"""

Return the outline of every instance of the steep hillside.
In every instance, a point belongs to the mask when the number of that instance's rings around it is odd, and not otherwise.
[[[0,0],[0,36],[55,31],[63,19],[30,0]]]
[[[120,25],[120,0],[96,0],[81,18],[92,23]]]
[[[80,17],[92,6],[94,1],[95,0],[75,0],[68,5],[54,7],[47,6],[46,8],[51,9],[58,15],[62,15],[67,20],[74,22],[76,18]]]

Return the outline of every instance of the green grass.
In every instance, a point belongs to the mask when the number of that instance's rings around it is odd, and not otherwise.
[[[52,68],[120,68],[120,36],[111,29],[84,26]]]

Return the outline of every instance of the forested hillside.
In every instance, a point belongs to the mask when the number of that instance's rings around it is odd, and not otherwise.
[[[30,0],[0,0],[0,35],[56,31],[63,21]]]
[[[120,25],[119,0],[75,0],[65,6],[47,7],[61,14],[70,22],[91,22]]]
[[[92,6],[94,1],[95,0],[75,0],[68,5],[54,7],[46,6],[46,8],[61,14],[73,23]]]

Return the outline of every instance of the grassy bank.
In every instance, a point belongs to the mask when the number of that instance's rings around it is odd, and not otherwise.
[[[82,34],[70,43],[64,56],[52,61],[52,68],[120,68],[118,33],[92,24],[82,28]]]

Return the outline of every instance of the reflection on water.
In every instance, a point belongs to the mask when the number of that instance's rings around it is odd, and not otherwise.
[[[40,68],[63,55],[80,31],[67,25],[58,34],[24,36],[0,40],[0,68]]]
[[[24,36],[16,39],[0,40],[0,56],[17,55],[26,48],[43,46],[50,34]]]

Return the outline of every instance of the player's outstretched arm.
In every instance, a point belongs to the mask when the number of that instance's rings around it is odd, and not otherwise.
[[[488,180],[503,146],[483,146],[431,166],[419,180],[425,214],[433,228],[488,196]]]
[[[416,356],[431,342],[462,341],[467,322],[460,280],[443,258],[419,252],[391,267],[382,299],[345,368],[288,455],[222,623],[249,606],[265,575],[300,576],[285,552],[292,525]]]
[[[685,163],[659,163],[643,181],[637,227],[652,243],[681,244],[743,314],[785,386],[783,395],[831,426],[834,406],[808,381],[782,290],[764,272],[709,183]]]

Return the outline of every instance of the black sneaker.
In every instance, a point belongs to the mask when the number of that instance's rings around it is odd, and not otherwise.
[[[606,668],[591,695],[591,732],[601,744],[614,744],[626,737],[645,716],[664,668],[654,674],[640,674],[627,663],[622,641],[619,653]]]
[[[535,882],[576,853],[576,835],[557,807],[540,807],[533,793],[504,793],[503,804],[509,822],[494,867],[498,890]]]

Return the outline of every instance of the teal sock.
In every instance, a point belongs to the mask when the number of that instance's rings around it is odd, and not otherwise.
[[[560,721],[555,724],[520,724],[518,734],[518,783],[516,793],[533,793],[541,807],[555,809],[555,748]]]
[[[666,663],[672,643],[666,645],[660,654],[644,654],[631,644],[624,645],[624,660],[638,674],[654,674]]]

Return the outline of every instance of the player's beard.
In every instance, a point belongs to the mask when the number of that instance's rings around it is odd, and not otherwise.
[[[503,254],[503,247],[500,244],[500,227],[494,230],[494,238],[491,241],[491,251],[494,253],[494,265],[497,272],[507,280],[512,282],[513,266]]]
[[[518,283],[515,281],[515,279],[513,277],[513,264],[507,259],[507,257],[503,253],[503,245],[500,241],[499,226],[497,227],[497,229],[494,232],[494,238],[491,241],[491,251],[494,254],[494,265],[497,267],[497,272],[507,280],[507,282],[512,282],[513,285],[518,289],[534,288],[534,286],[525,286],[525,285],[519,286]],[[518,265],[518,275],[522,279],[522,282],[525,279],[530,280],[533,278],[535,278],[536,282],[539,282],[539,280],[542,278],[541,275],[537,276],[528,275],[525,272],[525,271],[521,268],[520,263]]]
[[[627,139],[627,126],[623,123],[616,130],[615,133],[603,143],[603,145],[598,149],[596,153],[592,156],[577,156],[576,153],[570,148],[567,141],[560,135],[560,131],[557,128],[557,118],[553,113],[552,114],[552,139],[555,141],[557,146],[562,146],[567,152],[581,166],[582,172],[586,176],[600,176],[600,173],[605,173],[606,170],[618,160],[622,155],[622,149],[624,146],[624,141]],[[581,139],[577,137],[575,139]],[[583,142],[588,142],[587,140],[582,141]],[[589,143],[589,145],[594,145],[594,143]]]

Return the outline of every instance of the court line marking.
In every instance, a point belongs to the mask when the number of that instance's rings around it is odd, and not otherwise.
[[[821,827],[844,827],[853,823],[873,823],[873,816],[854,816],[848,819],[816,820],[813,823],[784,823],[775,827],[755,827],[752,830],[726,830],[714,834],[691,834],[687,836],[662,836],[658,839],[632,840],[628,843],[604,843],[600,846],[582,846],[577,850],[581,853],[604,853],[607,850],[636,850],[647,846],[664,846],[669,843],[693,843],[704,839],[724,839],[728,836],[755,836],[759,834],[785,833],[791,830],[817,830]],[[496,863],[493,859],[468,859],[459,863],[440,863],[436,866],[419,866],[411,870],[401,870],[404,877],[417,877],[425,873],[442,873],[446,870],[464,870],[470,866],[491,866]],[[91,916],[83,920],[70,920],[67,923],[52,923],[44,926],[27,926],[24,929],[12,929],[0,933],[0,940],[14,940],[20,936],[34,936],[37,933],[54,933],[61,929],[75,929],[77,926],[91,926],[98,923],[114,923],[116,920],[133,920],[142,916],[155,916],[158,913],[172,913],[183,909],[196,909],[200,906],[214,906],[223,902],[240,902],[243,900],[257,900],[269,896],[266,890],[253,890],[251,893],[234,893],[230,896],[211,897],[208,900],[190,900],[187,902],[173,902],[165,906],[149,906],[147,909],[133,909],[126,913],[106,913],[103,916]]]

"""

Can you lay out the data above as a Markdown table with the columns "No." and "Text", one row for each non-blank line, numbered in order?

## Worked solution
| No. | Text |
|---|---|
| 1 | Return the outline of every instance of the steep hillside. |
| 2 | In every instance, a point belongs to the mask when the number of that instance's rings around it is odd, and not otherwise. |
| 3 | [[[0,0],[0,36],[55,31],[63,19],[30,0]]] |
| 4 | [[[120,25],[120,0],[96,0],[81,18],[92,23]]] |
| 5 | [[[80,17],[92,6],[94,1],[95,0],[75,0],[68,5],[54,7],[47,6],[46,8],[51,9],[58,15],[62,15],[67,20],[74,22],[76,18]]] |
| 6 | Return the outline of every instance of the green grass. |
| 7 | In every instance, a point belongs to the mask when the number of that instance's rings around it is odd, and not otherwise. |
| 8 | [[[52,68],[120,68],[120,36],[111,29],[84,26]]] |
| 9 | Return the outline of every instance of the forested hillside. |
| 10 | In every instance, a point belongs to the mask when the number of that instance's rings around it is odd, and not otherwise. |
| 11 | [[[30,0],[0,0],[0,35],[56,31],[63,21]]] |
| 12 | [[[120,25],[119,0],[75,0],[65,6],[47,7],[61,14],[70,22],[91,22]]] |
| 13 | [[[92,6],[94,1],[95,0],[75,0],[68,5],[54,7],[46,6],[46,8],[61,14],[73,23]]] |
| 14 | Return the outline of every instance of the grassy bank. |
| 15 | In every instance, a point belongs to the mask when the number of that instance's rings around it is odd, and not otherwise. |
| 16 | [[[82,34],[70,43],[64,56],[52,61],[52,68],[120,68],[118,33],[92,24],[82,28]]] |
| 17 | Return the outline of every instance of the reflection on water. |
| 18 | In every instance, a point belongs to the mask when the number of that instance's rings around it is odd, and not otherwise. |
| 19 | [[[40,68],[63,55],[80,31],[67,25],[58,34],[24,36],[0,40],[0,68]]] |
| 20 | [[[24,36],[16,39],[0,40],[0,56],[17,55],[26,48],[43,46],[50,34]]] |
| 21 | Return the outline of every instance of the player's outstretched arm. |
| 22 | In every instance, a point belongs to the mask when the number of that instance's rings around it is odd, and not otherwise. |
| 23 | [[[488,180],[503,146],[483,146],[431,166],[419,180],[425,214],[433,228],[488,196]]] |
| 24 | [[[416,356],[431,342],[462,341],[467,322],[460,280],[443,258],[419,252],[391,267],[382,299],[345,368],[288,455],[222,623],[249,606],[265,575],[300,576],[285,552],[292,525]]] |
| 25 | [[[685,163],[659,163],[643,181],[637,227],[652,243],[681,244],[743,314],[785,386],[783,395],[831,426],[834,406],[808,381],[782,290],[764,272],[709,183]]] |
| 26 | Return the outline of every instance of the black sneaker. |
| 27 | In every instance, a point belongs to the mask when the number of that instance's rings around it is odd, and not otherwise. |
| 28 | [[[606,668],[591,695],[591,732],[601,744],[614,744],[626,737],[645,716],[664,668],[654,674],[640,674],[627,663],[622,641],[619,653]]] |
| 29 | [[[535,882],[576,853],[576,835],[557,807],[540,807],[533,793],[504,793],[503,804],[509,822],[494,867],[498,890]]] |
| 30 | Return the outline of every instance of the teal sock. |
| 31 | In every instance, a point belongs to the mask when the number of that instance's rings around it is odd, and not otherwise. |
| 32 | [[[560,721],[555,724],[520,724],[518,734],[518,783],[516,793],[533,793],[541,807],[555,809],[555,748]]] |
| 33 | [[[666,663],[672,643],[666,645],[660,654],[644,654],[631,644],[624,645],[624,660],[638,674],[654,674]]] |
| 34 | Return the outline of every instance of the player's beard. |
| 35 | In every instance, a point belongs to the mask when the number of that instance's rings around it is odd, and not otherwise. |
| 36 | [[[503,254],[503,247],[500,244],[500,227],[494,230],[494,238],[491,241],[491,251],[494,253],[494,265],[497,272],[507,280],[512,282],[513,266]]] |
| 37 | [[[518,283],[515,281],[515,279],[513,277],[513,264],[507,259],[507,257],[503,253],[503,245],[500,241],[499,226],[497,227],[497,229],[494,232],[494,238],[491,241],[491,251],[494,254],[494,265],[497,267],[497,272],[507,280],[507,282],[512,282],[513,285],[518,289],[534,288],[534,286],[525,286],[525,285],[519,286]],[[518,265],[518,275],[522,279],[522,282],[525,279],[530,280],[533,278],[535,278],[536,282],[539,282],[539,280],[542,278],[541,275],[537,276],[528,275],[525,272],[525,271],[521,268],[520,263]]] |
| 38 | [[[627,139],[627,126],[623,123],[616,130],[615,133],[603,143],[603,145],[598,149],[596,153],[592,156],[577,156],[576,153],[570,148],[567,141],[560,135],[560,131],[557,128],[557,118],[553,113],[552,114],[552,139],[555,141],[557,146],[562,146],[567,152],[581,166],[582,172],[586,176],[600,176],[600,173],[605,173],[606,170],[618,160],[622,155],[622,149],[624,146],[624,141]],[[581,139],[577,137],[575,139]],[[583,142],[588,142],[587,140],[582,141]],[[589,143],[589,145],[594,145],[594,143]]] |
| 39 | Return the outline of every instance of the court line marking. |
| 40 | In every instance, a point belongs to the mask when the number of that instance's rings around it is odd, and not otherwise. |
| 41 | [[[821,827],[844,827],[853,823],[873,823],[873,816],[854,816],[848,819],[816,820],[813,823],[784,823],[775,827],[755,827],[752,830],[726,830],[714,834],[691,834],[687,836],[662,836],[658,839],[632,840],[628,843],[604,843],[600,846],[582,846],[577,850],[581,853],[604,853],[607,850],[636,850],[647,846],[664,846],[669,843],[693,843],[704,839],[724,839],[728,836],[755,836],[759,834],[785,833],[791,830],[817,830]],[[496,863],[493,859],[468,859],[459,863],[440,863],[436,866],[419,866],[411,870],[401,870],[404,877],[417,877],[425,873],[442,873],[446,870],[464,870],[470,866],[491,866]],[[91,916],[83,920],[70,920],[67,923],[52,923],[44,926],[27,926],[24,929],[12,929],[0,933],[0,940],[14,940],[20,936],[34,936],[37,933],[54,933],[61,929],[75,929],[77,926],[91,926],[98,923],[114,923],[116,920],[133,920],[142,916],[155,916],[158,913],[172,913],[183,909],[196,909],[200,906],[214,906],[223,902],[240,902],[243,900],[257,900],[269,896],[266,890],[253,890],[251,893],[234,893],[230,896],[211,897],[208,900],[190,900],[187,902],[173,902],[165,906],[149,906],[147,909],[133,909],[126,913],[106,913],[103,916]]] |